Von daher bin ich für eure Empfehlungen dankbar. Das sollte professionell sein und kann ruhig was kosten. Voraussetzung ist aber, dass es in Deutsch ist.

Gruss
Julchen


----------



## Martin Schaefer (30. August 2011)

Hi julchen,

ich nutze seit Jahren ausschließlich Techsmith Camtasia Studio.
Für mich immernoch die beste Software für Screenrecording, insbesondere weil man wirklich als Videodatei aufzeichnet und dieses Video dann so weiterverarbeiten kann, wie man es von Video gewohnt ist.

Es gibt andere Programme, die einen mehr "interaktiven" Ansatz haben und in der Regel viel Nachbearbeitung erfordern und mit all ihren Möglichkeiten viel vom sogenannten "Human Touch" verlieren.
Von automatisch generierten Mauszeigerbewegungen über sprachlich sterile Text-to-Speech Funktionen steckt da jede Menge Technik drin, die das Erlebnis eines Workshops meiner Meinung nach sehr stark beeinträchtigen.

Also, meine Empfehlung findest du hier:
http://www.techsmith.de/camtasia.asp

Eine Software, die ich persönlich aus o.g. Gründen nicht so empfehlen kann:
http://www.adobe.com/de/products/captivate.html


----------



## User123 (15. September 2011)

Also ich habe schon oft CamStudio ausprobiert. Wenn man den dazugehörigen Codec installiert, lassen sich damit sehenswerte Videos erstellen. Außerdem ist es kostenlos


----------



## workflo (18. September 2011)

Für mich gibts nur eine Screencapture Software: screen-flow. Für mich macht es die flüssigsten Videos und ich habe einiges ausprobiert ( auch camtasia). 

Läuft nur auf Mac und ist auf Englisch. Aber die Bedienung ist selbtserklärend und einfach!


----------

Auflistung
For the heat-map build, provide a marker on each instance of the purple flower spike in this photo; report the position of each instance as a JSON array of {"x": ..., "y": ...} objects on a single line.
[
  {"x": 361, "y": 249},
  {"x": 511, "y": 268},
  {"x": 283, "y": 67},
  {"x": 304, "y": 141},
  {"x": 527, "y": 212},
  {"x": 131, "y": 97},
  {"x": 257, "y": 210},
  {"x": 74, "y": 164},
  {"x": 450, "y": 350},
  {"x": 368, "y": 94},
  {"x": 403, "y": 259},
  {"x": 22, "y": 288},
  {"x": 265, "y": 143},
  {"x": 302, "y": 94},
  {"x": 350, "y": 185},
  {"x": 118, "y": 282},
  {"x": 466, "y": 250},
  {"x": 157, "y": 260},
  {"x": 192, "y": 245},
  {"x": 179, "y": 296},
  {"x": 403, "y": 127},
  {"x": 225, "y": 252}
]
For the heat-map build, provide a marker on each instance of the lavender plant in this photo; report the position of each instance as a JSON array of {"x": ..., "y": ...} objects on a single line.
---
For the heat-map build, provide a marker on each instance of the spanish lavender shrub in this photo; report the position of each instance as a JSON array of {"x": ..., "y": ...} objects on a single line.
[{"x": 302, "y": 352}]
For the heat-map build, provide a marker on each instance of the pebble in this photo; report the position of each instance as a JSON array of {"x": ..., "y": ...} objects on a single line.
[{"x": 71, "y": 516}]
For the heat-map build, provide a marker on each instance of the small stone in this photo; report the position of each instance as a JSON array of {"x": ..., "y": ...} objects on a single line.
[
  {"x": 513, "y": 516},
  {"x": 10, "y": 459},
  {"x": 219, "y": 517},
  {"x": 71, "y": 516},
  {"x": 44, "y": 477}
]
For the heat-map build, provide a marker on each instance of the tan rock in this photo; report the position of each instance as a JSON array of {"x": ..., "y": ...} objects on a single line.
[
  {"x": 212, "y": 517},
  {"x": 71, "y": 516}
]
* * *
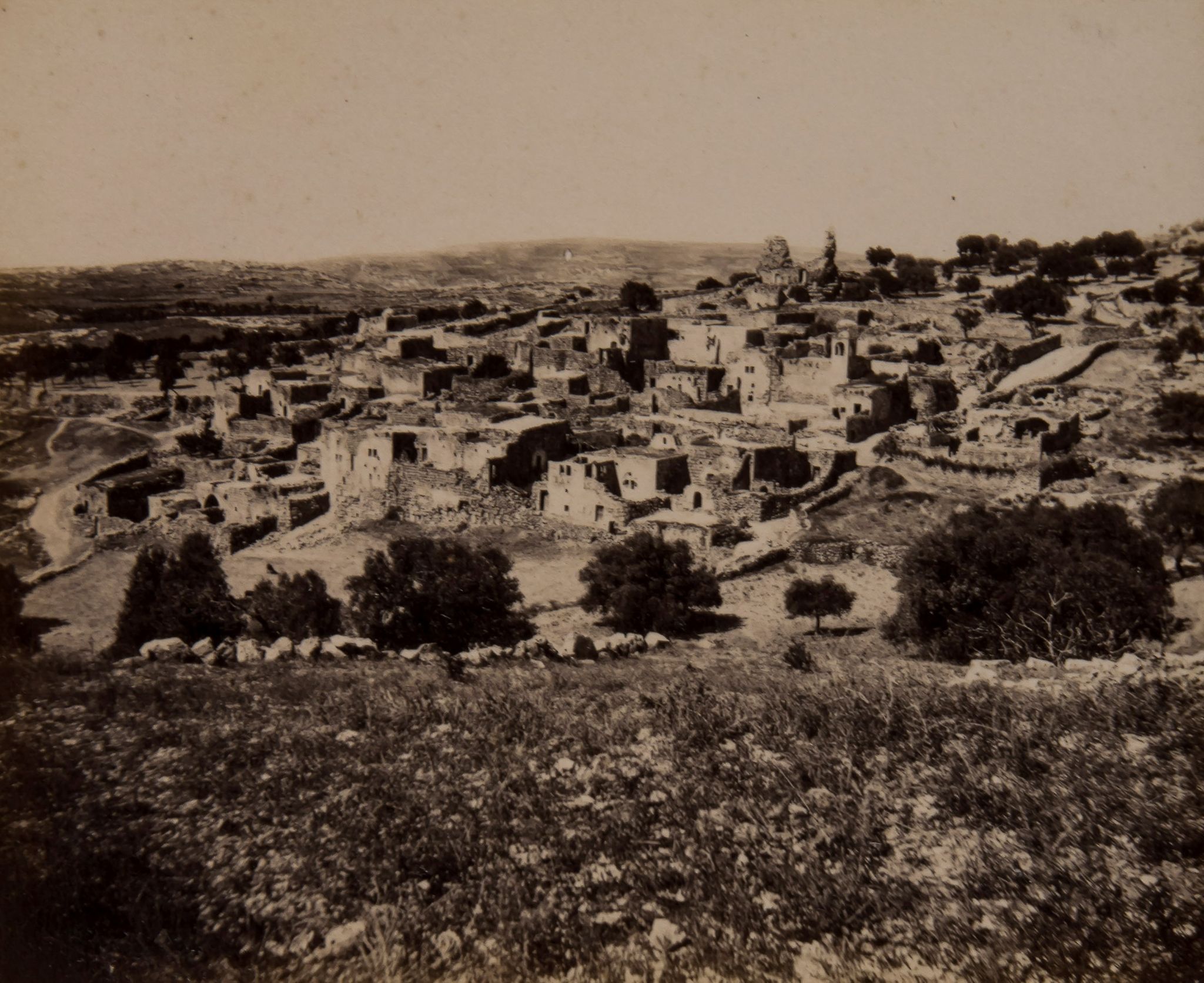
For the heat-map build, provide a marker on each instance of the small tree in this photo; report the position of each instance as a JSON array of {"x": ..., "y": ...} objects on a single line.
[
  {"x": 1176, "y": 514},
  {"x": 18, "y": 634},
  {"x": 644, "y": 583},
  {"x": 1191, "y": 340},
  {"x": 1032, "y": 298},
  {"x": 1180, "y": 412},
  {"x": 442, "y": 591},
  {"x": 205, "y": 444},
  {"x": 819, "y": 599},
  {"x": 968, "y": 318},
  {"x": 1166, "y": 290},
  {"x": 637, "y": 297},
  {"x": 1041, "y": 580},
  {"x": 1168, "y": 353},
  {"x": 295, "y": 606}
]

Aufgabe
Schreiben Sie aus dem Auszug über Software für Bildschirmaufnahmen den Text zwischen „Von automatisch generierten“ und „(15. September 2011)“ einschließlich wortgetreu ab.

Antwort
Von automatisch generierten Mauszeigerbewegungen über sprachlich sterile Text-to-Speech Funktionen steckt da jede Menge Technik drin, die das Erlebnis eines Workshops meiner Meinung nach sehr stark beeinträchtigen.

Also, meine Empfehlung findest du hier:
http://www.techsmith.de/camtasia.asp

Eine Software, die ich persönlich aus o.g. Gründen nicht so empfehlen kann:
http://www.adobe.com/de/products/captivate.html


----------



## User123 (15. September 2011)